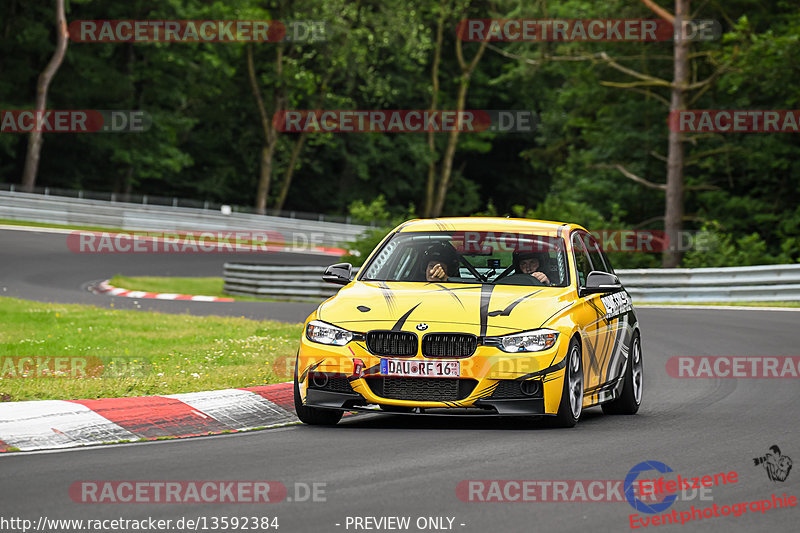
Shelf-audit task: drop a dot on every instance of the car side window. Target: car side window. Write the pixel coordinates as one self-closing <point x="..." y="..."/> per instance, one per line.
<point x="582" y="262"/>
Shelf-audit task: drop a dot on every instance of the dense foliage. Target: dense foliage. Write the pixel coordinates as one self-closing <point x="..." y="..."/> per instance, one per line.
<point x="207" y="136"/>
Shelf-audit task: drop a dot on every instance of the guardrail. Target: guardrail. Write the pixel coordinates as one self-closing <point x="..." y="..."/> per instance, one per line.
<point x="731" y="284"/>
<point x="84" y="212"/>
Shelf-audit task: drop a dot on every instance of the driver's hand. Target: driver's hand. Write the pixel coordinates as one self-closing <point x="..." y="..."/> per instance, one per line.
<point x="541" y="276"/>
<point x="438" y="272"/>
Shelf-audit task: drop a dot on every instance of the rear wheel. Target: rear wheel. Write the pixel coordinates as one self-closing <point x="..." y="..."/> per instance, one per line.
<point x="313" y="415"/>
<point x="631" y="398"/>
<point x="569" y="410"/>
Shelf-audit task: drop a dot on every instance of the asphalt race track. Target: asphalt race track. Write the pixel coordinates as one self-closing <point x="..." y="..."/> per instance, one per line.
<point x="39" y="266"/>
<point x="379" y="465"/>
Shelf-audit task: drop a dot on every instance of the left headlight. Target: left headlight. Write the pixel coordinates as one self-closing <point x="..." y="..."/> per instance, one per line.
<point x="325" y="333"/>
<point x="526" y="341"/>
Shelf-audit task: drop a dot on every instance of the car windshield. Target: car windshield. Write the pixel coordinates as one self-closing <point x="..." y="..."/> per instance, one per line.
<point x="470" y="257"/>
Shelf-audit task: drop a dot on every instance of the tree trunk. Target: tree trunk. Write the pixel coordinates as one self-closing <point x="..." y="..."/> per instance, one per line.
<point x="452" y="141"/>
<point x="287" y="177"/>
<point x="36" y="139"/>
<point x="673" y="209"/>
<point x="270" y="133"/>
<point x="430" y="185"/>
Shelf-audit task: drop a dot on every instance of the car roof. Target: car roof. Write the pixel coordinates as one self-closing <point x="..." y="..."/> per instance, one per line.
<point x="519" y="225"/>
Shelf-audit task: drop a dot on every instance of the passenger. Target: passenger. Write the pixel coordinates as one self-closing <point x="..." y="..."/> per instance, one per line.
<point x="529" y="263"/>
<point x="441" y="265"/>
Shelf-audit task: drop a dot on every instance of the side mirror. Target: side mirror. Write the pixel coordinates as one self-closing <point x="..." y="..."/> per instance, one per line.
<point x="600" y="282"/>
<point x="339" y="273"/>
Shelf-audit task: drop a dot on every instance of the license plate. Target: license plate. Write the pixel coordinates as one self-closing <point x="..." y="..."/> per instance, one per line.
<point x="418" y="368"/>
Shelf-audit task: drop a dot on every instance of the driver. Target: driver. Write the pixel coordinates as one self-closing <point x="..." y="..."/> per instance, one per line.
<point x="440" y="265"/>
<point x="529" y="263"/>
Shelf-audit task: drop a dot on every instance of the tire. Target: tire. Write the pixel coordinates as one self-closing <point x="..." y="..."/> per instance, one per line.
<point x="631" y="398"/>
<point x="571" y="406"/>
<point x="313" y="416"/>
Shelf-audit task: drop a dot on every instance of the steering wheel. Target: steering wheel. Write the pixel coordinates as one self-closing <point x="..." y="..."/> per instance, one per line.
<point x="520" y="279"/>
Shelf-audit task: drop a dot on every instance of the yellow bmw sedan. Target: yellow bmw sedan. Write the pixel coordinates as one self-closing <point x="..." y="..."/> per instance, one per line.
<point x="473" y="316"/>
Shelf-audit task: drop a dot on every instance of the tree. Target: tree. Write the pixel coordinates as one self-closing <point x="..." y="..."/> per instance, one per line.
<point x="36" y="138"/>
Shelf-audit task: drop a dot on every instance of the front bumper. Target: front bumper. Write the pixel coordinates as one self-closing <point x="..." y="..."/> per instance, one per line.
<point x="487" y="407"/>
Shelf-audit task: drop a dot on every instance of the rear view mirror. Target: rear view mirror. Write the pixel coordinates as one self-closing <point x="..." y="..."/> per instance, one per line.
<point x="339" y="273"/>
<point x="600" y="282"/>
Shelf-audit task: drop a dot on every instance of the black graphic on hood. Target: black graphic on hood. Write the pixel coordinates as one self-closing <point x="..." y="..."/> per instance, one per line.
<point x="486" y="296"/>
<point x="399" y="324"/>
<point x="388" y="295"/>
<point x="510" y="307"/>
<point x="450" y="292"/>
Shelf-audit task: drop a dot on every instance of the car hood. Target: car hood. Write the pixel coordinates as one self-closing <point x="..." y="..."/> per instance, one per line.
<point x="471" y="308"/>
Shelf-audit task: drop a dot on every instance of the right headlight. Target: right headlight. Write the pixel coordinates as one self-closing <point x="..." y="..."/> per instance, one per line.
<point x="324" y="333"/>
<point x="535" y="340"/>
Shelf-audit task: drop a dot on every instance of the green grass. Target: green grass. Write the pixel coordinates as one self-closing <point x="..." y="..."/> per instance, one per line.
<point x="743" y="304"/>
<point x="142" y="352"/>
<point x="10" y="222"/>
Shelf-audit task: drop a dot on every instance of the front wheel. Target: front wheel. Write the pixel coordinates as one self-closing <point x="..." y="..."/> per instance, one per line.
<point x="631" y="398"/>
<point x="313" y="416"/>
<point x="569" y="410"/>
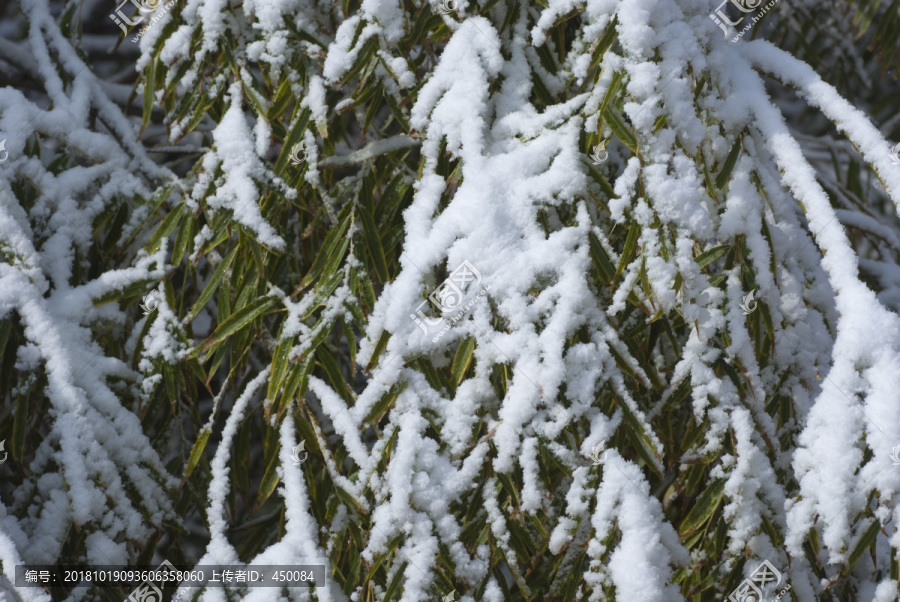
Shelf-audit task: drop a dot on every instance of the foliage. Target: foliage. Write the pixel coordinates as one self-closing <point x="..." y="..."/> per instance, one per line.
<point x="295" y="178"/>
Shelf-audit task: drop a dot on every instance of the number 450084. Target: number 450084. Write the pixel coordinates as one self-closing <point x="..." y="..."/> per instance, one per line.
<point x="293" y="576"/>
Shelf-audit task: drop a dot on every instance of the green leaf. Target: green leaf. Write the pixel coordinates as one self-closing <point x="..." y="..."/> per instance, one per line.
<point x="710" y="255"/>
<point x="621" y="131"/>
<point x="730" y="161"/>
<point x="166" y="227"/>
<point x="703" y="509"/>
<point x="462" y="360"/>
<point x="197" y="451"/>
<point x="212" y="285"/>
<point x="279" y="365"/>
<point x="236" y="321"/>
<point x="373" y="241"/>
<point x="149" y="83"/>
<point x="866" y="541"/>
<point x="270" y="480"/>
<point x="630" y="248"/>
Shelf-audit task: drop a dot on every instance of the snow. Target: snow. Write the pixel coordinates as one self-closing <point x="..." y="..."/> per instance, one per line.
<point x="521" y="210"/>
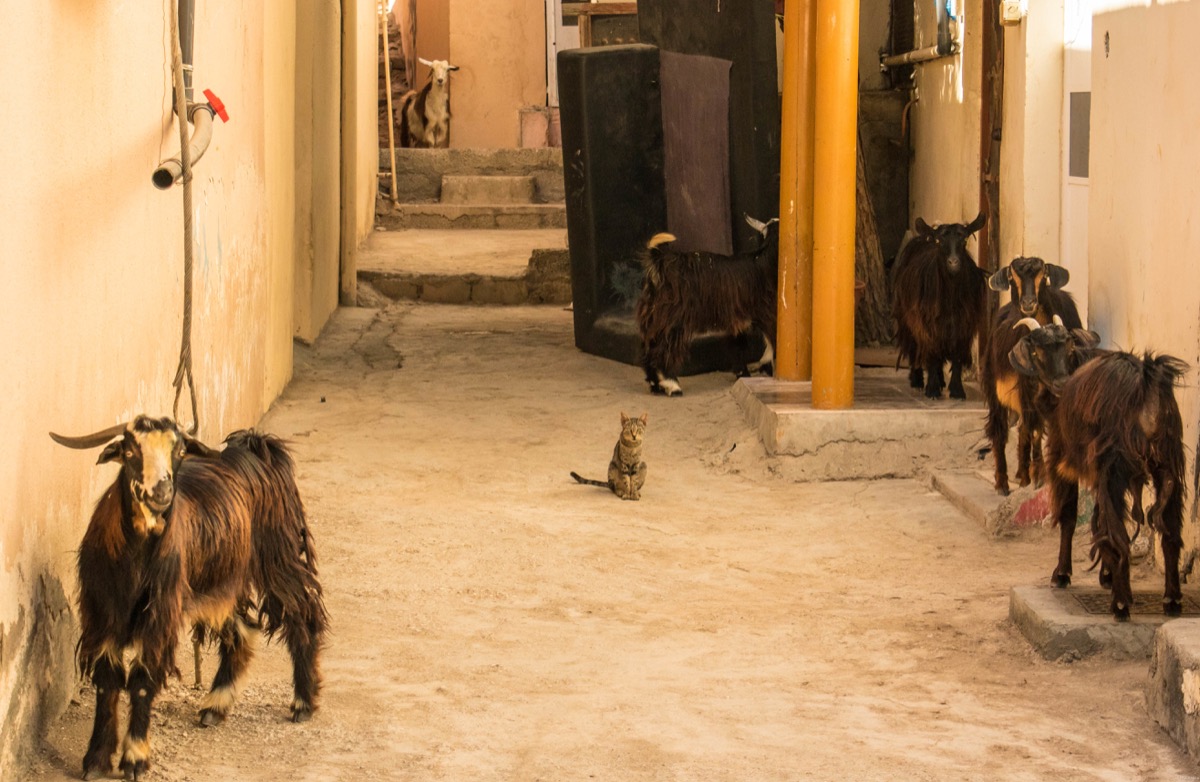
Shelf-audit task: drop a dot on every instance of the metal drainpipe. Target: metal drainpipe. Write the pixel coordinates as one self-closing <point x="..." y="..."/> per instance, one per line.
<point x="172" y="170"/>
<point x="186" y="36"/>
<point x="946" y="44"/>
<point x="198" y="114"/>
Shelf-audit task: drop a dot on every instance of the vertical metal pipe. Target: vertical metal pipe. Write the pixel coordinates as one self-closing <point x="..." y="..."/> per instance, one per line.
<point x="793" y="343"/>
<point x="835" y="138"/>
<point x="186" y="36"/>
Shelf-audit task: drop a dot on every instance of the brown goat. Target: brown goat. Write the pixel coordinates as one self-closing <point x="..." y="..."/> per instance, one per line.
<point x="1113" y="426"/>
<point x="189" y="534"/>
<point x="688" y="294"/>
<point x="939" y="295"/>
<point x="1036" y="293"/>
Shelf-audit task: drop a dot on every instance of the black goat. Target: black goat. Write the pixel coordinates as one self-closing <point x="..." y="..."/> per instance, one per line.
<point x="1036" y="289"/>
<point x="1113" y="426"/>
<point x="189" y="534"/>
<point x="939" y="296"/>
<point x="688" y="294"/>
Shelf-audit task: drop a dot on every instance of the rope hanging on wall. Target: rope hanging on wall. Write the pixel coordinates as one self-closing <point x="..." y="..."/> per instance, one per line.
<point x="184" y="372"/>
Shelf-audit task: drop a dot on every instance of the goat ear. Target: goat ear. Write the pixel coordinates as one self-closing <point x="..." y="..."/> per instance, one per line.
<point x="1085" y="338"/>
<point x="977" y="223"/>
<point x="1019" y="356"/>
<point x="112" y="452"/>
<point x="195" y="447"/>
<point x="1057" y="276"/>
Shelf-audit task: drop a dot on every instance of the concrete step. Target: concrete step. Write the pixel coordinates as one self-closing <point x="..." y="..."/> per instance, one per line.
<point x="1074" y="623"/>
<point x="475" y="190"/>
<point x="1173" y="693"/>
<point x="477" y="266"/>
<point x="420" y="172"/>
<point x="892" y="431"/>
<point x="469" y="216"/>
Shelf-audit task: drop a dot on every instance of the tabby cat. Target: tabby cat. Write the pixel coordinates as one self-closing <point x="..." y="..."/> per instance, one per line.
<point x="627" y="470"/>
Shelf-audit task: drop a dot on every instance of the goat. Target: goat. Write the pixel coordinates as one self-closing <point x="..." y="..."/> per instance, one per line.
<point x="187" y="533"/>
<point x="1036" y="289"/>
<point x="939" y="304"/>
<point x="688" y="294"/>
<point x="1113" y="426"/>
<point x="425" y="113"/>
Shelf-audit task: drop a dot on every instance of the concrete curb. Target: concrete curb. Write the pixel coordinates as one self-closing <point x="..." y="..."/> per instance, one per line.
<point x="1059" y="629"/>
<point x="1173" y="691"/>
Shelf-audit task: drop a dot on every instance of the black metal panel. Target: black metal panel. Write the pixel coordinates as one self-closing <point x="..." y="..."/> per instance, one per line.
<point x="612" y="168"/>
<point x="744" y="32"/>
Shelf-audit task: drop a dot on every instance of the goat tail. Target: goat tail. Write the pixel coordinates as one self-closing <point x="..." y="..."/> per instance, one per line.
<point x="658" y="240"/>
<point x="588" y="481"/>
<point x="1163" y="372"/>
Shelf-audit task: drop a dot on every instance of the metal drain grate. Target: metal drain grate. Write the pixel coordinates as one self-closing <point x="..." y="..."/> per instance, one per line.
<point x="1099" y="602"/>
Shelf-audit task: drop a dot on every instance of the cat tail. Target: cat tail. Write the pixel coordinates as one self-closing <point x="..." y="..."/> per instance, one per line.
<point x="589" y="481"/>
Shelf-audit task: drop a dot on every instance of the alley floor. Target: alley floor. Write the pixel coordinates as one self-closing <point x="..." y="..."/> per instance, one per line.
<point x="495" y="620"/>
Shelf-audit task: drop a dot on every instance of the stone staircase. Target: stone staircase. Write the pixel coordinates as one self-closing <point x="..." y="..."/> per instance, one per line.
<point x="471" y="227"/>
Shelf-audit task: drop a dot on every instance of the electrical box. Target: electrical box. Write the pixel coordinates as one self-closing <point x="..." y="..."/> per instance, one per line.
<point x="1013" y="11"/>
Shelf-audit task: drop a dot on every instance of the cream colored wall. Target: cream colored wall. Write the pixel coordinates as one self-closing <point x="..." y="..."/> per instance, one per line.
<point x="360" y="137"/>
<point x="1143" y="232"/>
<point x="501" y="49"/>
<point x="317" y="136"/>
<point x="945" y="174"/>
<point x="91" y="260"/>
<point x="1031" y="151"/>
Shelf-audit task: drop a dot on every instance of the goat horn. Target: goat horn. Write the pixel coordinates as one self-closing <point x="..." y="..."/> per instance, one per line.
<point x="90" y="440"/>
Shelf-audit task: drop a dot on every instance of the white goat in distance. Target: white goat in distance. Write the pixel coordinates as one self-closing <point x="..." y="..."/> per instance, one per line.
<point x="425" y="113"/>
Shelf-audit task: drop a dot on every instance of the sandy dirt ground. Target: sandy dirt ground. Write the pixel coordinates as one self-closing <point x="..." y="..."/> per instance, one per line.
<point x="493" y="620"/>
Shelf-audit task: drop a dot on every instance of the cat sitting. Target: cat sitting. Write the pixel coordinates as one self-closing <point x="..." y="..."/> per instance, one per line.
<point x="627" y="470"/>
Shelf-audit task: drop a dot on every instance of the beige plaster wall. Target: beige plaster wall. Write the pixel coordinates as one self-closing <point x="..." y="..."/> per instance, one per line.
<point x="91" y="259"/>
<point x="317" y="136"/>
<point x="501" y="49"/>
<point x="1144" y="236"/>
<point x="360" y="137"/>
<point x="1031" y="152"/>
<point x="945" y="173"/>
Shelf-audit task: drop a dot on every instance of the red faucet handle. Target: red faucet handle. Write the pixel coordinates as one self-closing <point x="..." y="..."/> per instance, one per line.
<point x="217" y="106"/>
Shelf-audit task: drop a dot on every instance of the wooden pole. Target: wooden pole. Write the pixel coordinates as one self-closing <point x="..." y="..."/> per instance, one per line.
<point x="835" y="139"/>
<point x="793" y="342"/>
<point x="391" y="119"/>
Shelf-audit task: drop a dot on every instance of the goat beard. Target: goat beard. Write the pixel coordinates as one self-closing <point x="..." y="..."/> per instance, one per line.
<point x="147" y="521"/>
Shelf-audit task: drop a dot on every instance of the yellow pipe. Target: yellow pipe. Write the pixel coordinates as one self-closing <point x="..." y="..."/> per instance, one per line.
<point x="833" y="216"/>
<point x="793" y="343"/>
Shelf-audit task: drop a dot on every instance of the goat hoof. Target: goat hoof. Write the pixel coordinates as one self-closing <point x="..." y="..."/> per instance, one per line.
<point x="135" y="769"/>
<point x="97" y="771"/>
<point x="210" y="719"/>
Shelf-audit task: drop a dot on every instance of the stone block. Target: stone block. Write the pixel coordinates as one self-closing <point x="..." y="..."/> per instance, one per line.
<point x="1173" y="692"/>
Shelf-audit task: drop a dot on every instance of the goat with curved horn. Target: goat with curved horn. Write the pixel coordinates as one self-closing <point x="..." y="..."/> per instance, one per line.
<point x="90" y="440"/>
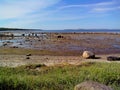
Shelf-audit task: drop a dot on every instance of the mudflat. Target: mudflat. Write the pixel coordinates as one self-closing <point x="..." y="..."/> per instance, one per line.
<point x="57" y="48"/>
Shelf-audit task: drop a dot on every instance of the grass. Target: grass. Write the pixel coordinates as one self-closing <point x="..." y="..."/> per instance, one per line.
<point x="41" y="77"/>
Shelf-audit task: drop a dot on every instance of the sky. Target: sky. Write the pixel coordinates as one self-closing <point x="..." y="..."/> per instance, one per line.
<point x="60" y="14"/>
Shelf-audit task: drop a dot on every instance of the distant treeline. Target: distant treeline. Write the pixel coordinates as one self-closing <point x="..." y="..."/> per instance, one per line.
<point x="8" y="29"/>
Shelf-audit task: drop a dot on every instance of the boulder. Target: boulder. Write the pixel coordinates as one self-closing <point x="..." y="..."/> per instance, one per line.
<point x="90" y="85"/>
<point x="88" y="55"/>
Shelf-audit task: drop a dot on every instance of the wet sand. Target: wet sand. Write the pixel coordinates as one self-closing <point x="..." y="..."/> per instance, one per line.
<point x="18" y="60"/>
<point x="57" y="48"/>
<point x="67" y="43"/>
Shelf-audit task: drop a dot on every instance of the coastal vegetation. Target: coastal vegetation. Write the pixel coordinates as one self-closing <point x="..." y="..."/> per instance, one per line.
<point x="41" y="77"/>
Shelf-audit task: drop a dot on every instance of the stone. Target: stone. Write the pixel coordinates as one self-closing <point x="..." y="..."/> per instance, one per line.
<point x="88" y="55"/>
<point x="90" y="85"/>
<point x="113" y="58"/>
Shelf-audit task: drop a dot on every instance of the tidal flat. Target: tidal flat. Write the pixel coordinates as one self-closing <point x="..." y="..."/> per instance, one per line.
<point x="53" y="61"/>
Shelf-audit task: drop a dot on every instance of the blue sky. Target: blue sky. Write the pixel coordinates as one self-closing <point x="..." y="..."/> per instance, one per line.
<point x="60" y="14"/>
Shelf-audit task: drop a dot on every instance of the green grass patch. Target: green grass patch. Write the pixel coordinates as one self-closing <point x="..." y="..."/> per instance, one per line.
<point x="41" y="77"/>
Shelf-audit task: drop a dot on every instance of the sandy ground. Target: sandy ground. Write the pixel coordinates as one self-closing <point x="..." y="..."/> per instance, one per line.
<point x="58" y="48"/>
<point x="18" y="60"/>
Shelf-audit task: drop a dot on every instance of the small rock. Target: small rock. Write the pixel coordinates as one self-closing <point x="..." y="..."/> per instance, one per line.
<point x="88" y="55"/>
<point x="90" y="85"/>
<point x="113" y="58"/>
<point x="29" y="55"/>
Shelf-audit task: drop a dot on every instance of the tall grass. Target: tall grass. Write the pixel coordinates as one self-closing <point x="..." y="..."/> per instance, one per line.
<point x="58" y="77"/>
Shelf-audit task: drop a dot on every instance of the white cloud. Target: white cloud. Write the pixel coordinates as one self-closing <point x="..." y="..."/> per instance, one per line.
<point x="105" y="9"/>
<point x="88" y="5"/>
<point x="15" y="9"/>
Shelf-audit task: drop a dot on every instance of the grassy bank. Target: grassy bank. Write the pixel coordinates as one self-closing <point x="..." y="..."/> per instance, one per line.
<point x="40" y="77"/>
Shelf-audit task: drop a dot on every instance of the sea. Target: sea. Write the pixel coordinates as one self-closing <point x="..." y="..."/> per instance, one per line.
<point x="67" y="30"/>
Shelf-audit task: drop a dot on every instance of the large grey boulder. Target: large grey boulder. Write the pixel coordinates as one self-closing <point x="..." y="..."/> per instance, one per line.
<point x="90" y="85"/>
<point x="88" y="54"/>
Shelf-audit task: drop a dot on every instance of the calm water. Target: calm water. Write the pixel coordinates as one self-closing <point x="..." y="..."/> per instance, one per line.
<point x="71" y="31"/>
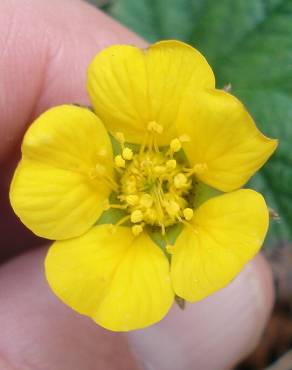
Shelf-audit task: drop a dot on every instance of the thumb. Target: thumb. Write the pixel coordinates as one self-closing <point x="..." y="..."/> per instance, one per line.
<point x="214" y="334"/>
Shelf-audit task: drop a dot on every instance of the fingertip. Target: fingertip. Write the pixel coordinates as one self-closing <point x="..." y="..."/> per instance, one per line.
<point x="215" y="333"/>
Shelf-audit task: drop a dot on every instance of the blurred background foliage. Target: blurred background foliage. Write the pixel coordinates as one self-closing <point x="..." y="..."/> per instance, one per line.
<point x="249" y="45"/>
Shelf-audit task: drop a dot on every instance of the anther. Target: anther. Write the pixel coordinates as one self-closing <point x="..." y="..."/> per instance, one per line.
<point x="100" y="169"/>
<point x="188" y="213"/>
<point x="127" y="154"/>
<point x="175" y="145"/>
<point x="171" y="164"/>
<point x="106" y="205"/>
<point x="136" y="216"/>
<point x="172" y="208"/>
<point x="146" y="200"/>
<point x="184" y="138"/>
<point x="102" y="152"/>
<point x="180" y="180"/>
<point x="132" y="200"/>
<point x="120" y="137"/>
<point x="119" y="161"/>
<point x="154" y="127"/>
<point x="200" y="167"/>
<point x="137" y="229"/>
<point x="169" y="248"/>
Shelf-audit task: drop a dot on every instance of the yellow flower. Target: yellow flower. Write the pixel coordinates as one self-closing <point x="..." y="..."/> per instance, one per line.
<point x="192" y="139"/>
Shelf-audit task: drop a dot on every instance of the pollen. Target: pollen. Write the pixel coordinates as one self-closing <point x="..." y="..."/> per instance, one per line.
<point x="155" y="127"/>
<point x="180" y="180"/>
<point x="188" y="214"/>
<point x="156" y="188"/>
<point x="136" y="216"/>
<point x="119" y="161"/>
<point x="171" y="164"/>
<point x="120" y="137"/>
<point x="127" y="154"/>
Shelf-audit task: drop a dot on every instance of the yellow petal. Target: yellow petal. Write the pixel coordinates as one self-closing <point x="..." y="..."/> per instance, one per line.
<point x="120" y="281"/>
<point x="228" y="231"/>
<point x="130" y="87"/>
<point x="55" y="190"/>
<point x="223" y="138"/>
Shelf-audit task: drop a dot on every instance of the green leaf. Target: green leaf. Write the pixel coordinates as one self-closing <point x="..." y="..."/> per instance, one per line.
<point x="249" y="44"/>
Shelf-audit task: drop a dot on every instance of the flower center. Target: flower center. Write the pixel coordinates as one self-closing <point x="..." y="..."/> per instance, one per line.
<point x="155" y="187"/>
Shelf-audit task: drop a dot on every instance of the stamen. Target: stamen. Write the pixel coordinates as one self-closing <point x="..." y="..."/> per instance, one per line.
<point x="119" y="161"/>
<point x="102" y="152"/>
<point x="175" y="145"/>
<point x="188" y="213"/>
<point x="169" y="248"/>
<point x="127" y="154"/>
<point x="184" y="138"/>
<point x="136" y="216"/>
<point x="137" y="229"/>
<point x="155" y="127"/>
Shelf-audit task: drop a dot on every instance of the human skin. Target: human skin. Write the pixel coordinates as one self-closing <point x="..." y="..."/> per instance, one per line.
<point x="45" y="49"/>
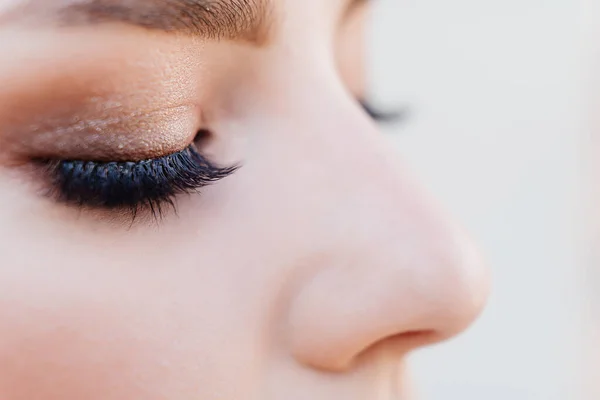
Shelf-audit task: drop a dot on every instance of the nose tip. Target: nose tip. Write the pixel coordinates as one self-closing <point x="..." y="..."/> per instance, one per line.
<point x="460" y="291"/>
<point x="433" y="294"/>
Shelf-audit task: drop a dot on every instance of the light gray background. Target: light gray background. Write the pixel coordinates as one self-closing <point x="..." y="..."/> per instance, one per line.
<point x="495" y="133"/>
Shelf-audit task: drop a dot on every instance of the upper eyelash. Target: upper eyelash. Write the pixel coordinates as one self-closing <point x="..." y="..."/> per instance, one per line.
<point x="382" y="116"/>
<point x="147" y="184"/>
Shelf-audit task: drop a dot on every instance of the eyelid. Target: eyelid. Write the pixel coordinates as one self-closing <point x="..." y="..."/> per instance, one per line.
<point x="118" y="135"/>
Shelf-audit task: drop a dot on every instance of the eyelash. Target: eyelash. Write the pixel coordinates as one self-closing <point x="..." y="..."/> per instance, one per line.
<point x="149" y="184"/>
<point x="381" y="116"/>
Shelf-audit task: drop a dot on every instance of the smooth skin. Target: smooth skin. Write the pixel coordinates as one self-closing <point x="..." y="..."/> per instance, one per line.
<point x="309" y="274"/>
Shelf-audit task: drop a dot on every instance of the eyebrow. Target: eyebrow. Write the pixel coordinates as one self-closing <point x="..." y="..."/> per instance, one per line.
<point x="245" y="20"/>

= = =

> Task:
Beginning with the line that contains "Shelf-audit task: drop a dot on every instance of the eyelash.", quote each line exactly through the last line of the entries above, and nothing beyond them.

> Result of the task:
Shelf-audit task: drop a dot on every instance of the eyelash. Target: eyelash. Write the pixel coordinates as one self-closing <point x="..." y="..."/> per instance, one per line.
<point x="149" y="184"/>
<point x="381" y="116"/>
Shelf-audit task: drop a dot on every instance of the smooth skin. Target: smooth skin. Write the pixel coordinates as one self-closing <point x="..." y="..."/> per instance, one per line.
<point x="309" y="274"/>
Shelf-audit task: drop a dot on every instance of the eyebrow. Target: eyebrow. Write the pixel coordinates as one self-closing <point x="..." y="..."/> per instance, one per line.
<point x="245" y="20"/>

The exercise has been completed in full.